───── Supplied records
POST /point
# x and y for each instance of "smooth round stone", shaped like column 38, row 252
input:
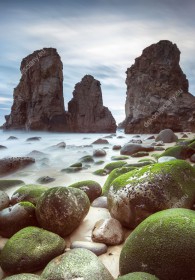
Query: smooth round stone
column 100, row 202
column 165, row 159
column 96, row 248
column 4, row 200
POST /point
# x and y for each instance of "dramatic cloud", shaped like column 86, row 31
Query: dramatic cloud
column 101, row 38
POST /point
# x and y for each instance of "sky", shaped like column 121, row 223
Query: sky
column 101, row 38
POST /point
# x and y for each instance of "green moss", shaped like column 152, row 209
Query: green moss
column 119, row 157
column 113, row 175
column 91, row 188
column 179, row 152
column 30, row 249
column 23, row 276
column 111, row 166
column 139, row 193
column 62, row 209
column 169, row 245
column 29, row 193
column 138, row 276
column 5, row 184
column 100, row 172
column 76, row 264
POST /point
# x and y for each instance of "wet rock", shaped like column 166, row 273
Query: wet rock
column 16, row 217
column 86, row 108
column 160, row 235
column 4, row 200
column 97, row 248
column 30, row 249
column 166, row 136
column 108, row 231
column 99, row 153
column 83, row 263
column 62, row 209
column 10, row 165
column 91, row 188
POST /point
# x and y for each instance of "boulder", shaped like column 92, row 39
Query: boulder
column 62, row 209
column 29, row 193
column 108, row 231
column 86, row 108
column 30, row 249
column 92, row 189
column 16, row 217
column 169, row 245
column 157, row 92
column 76, row 264
column 10, row 165
column 38, row 98
column 166, row 136
column 139, row 193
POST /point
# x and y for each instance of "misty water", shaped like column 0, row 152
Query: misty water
column 54, row 160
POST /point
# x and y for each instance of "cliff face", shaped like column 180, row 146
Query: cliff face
column 157, row 92
column 86, row 108
column 38, row 98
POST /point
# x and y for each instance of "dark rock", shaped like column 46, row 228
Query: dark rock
column 166, row 136
column 10, row 165
column 97, row 248
column 86, row 108
column 157, row 92
column 99, row 153
column 101, row 141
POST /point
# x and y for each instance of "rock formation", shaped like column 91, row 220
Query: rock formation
column 86, row 108
column 157, row 92
column 38, row 98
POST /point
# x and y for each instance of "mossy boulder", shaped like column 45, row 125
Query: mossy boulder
column 91, row 188
column 6, row 184
column 16, row 217
column 113, row 165
column 62, row 209
column 30, row 249
column 29, row 193
column 138, row 276
column 179, row 152
column 141, row 192
column 23, row 276
column 76, row 264
column 163, row 245
column 113, row 175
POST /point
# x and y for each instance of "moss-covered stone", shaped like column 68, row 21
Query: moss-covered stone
column 30, row 249
column 16, row 217
column 119, row 157
column 5, row 184
column 140, row 154
column 139, row 193
column 29, row 193
column 100, row 172
column 138, row 276
column 91, row 188
column 163, row 245
column 62, row 209
column 113, row 175
column 113, row 165
column 76, row 264
column 23, row 276
column 179, row 152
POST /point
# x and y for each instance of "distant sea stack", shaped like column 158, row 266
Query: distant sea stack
column 86, row 108
column 157, row 92
column 38, row 98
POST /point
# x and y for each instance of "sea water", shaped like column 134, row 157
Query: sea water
column 54, row 160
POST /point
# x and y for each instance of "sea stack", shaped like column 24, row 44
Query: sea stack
column 157, row 92
column 86, row 108
column 38, row 98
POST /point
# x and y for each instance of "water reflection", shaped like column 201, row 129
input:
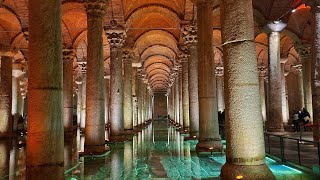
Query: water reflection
column 158, row 151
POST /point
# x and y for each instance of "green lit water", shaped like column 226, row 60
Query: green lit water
column 161, row 153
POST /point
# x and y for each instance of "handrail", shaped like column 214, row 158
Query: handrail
column 282, row 147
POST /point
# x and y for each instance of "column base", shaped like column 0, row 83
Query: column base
column 95, row 150
column 117, row 138
column 50, row 171
column 209, row 145
column 231, row 171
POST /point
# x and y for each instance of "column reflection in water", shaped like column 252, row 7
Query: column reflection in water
column 117, row 162
column 4, row 159
column 128, row 159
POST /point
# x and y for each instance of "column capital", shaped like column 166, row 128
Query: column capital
column 219, row 71
column 276, row 26
column 68, row 55
column 189, row 34
column 116, row 38
column 95, row 8
column 127, row 57
column 262, row 70
column 298, row 67
column 83, row 67
column 304, row 51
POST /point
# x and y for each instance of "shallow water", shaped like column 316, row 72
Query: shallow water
column 158, row 152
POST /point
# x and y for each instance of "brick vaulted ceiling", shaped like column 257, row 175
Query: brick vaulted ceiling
column 153, row 30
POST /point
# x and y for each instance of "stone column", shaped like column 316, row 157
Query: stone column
column 189, row 34
column 45, row 91
column 275, row 117
column 185, row 91
column 127, row 92
column 68, row 57
column 116, row 40
column 300, row 85
column 6, row 95
column 16, row 94
column 135, row 97
column 220, row 88
column 315, row 71
column 262, row 70
column 209, row 139
column 95, row 95
column 245, row 153
column 305, row 56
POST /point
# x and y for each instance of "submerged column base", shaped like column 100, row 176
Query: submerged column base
column 232, row 171
column 95, row 149
column 209, row 145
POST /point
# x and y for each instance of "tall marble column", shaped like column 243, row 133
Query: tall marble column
column 315, row 71
column 275, row 117
column 185, row 91
column 220, row 88
column 300, row 84
column 245, row 152
column 306, row 59
column 45, row 91
column 68, row 57
column 190, row 36
column 6, row 95
column 116, row 40
column 262, row 70
column 127, row 92
column 209, row 139
column 16, row 94
column 95, row 95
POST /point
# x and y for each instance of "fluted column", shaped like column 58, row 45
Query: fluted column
column 190, row 36
column 127, row 93
column 275, row 117
column 315, row 71
column 209, row 139
column 116, row 40
column 245, row 153
column 45, row 94
column 220, row 89
column 185, row 91
column 6, row 95
column 262, row 70
column 95, row 95
column 68, row 56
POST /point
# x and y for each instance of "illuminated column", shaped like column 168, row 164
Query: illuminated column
column 135, row 97
column 116, row 40
column 68, row 56
column 262, row 74
column 305, row 56
column 6, row 95
column 275, row 114
column 95, row 92
column 220, row 90
column 185, row 91
column 190, row 36
column 78, row 81
column 127, row 93
column 209, row 139
column 83, row 67
column 315, row 71
column 45, row 91
column 242, row 95
column 16, row 94
column 300, row 85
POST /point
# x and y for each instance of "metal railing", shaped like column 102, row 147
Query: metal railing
column 298, row 151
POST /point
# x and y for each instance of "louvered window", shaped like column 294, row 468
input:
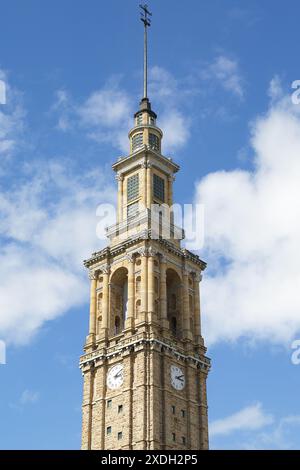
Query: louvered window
column 132, row 187
column 158, row 188
column 132, row 210
column 153, row 142
column 137, row 141
column 139, row 119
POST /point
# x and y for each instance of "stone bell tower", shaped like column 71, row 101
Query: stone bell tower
column 144, row 365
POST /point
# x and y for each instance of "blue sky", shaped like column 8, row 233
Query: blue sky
column 220, row 81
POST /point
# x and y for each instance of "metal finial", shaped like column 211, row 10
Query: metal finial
column 145, row 13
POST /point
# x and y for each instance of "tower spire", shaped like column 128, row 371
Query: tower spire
column 145, row 14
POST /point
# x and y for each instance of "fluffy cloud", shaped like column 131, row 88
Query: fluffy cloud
column 29, row 397
column 11, row 116
column 107, row 114
column 225, row 71
column 253, row 428
column 282, row 436
column 252, row 234
column 250, row 418
column 48, row 227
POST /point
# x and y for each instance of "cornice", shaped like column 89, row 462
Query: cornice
column 95, row 357
column 122, row 247
column 130, row 161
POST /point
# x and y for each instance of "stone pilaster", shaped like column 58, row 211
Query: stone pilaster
column 163, row 293
column 129, row 323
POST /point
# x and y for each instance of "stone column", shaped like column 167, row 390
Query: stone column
column 120, row 179
column 151, row 289
column 144, row 184
column 186, row 312
column 131, row 291
column 149, row 186
column 144, row 282
column 163, row 293
column 105, row 301
column 93, row 308
column 197, row 322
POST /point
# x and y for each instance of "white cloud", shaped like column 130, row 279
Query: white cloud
column 252, row 233
column 253, row 428
column 250, row 418
column 226, row 72
column 282, row 436
column 176, row 129
column 48, row 227
column 106, row 114
column 11, row 118
column 29, row 397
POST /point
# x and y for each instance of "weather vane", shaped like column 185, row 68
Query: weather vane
column 145, row 14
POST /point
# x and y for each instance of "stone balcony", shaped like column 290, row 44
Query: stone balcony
column 148, row 223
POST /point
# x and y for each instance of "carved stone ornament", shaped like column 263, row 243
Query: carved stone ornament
column 93, row 275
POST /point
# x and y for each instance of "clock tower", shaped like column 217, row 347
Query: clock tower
column 144, row 363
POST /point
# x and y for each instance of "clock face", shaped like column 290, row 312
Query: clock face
column 177, row 378
column 115, row 377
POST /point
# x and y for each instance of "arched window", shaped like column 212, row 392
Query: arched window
column 118, row 298
column 174, row 325
column 138, row 284
column 117, row 329
column 174, row 302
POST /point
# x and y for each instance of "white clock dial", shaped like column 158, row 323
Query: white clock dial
column 115, row 377
column 177, row 378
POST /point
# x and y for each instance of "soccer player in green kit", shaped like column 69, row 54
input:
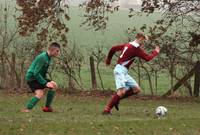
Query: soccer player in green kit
column 37, row 80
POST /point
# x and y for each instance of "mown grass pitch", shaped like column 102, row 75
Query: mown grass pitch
column 75, row 115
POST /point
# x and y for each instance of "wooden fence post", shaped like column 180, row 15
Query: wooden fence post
column 197, row 79
column 93, row 74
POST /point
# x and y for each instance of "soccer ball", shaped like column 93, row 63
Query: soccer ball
column 161, row 111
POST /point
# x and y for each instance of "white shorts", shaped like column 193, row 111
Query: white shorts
column 123, row 79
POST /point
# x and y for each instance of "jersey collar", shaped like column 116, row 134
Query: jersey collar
column 135, row 44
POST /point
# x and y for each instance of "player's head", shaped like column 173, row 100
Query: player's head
column 141, row 37
column 54, row 49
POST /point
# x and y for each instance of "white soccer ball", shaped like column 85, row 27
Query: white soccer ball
column 161, row 111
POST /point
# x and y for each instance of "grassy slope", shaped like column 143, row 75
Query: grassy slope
column 81, row 116
column 114, row 34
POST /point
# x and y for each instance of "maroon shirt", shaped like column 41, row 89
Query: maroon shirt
column 128, row 52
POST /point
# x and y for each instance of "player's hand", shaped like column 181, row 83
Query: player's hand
column 157, row 49
column 50, row 85
column 54, row 84
column 107, row 62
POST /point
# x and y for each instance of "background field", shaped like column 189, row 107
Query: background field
column 82, row 116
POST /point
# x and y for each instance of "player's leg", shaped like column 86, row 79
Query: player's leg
column 121, row 87
column 114, row 100
column 39, row 93
column 132, row 88
column 49, row 100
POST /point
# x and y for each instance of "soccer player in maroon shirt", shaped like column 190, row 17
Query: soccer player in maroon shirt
column 125, row 84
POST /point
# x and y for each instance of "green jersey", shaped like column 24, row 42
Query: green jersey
column 38, row 69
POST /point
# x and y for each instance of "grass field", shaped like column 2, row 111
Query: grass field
column 82, row 116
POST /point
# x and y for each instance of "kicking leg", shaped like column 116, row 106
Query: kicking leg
column 114, row 100
column 49, row 100
column 130, row 92
column 34, row 100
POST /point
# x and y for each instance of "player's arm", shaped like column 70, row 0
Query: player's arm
column 40, row 62
column 147, row 57
column 112, row 51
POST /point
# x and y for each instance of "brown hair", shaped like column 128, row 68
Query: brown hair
column 140, row 35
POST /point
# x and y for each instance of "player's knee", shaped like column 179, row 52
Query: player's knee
column 137, row 90
column 39, row 94
column 121, row 92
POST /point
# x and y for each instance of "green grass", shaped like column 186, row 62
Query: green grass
column 82, row 116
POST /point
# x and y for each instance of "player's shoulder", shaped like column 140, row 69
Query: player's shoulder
column 41, row 56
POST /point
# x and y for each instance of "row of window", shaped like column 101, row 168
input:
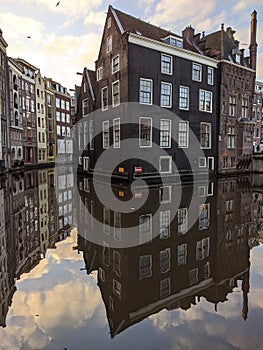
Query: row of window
column 146, row 96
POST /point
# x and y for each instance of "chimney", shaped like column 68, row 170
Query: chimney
column 188, row 33
column 253, row 40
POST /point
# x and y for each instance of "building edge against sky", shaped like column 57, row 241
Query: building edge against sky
column 205, row 79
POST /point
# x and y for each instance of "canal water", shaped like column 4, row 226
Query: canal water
column 72, row 277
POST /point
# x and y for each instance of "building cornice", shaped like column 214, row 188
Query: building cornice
column 168, row 49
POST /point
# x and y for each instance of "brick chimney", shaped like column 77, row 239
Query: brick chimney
column 253, row 40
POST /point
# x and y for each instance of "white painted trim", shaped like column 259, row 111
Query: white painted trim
column 171, row 50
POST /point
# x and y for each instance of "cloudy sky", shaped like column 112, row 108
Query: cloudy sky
column 65, row 38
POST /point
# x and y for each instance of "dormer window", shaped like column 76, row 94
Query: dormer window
column 172, row 40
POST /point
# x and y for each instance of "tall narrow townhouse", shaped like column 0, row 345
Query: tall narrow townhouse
column 28, row 96
column 176, row 93
column 50, row 100
column 63, row 123
column 41, row 119
column 3, row 106
column 237, row 85
column 16, row 125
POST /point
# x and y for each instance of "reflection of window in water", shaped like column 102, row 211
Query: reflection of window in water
column 165, row 260
column 193, row 276
column 145, row 228
column 165, row 288
column 117, row 226
column 165, row 224
column 106, row 220
column 182, row 215
column 204, row 216
column 182, row 253
column 165, row 194
column 145, row 266
column 117, row 263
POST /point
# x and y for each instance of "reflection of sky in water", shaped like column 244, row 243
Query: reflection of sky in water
column 56, row 306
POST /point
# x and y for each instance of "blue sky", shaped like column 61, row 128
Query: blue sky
column 65, row 38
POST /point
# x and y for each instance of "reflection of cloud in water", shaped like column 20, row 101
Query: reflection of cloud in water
column 41, row 309
column 198, row 327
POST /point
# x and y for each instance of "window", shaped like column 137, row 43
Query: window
column 165, row 133
column 115, row 64
column 145, row 91
column 183, row 97
column 109, row 44
column 115, row 93
column 193, row 276
column 85, row 107
column 202, row 162
column 165, row 164
column 210, row 76
column 232, row 105
column 182, row 217
column 117, row 288
column 145, row 228
column 183, row 136
column 166, row 64
column 165, row 260
column 106, row 134
column 165, row 194
column 196, row 72
column 117, row 263
column 166, row 95
column 104, row 98
column 145, row 266
column 99, row 73
column 205, row 135
column 145, row 137
column 182, row 253
column 116, row 133
column 205, row 101
column 165, row 288
column 202, row 248
column 204, row 216
column 244, row 107
column 91, row 134
column 164, row 224
column 231, row 137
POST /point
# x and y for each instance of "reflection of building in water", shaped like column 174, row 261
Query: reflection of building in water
column 182, row 263
column 29, row 224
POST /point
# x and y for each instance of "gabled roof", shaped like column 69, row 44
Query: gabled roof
column 137, row 26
──────────
• Work to complete
Starting at the line above that contains "Query: column reflection in water", repeat each line exactly up to and including the line that contains "100, row 176", and stop there.

• Output of the task
Query: column reflection in water
column 117, row 162
column 4, row 159
column 128, row 159
POST /point
# x and y for each instance of "column capital", shaped like column 166, row 128
Query: column capital
column 219, row 71
column 276, row 26
column 68, row 55
column 189, row 34
column 116, row 38
column 95, row 8
column 127, row 57
column 262, row 70
column 298, row 67
column 83, row 67
column 304, row 51
POST /point
# x and y for each instance of "shallow water", shaped like column 316, row 72
Query: shallow water
column 158, row 152
POST /point
# x and y for each instance of "brick vaulted ceiling", shaped like column 257, row 175
Query: brick vaulted ceiling
column 153, row 30
POST /point
# x and y for each instance of "stone column", shaped like column 316, row 157
Query: stone column
column 189, row 34
column 45, row 91
column 275, row 117
column 185, row 91
column 127, row 92
column 68, row 57
column 116, row 40
column 300, row 85
column 6, row 95
column 16, row 94
column 135, row 97
column 220, row 88
column 315, row 71
column 262, row 70
column 209, row 139
column 95, row 95
column 245, row 153
column 305, row 56
POST /point
# x and y for each instance of "submerged column base", shaped like column 100, row 176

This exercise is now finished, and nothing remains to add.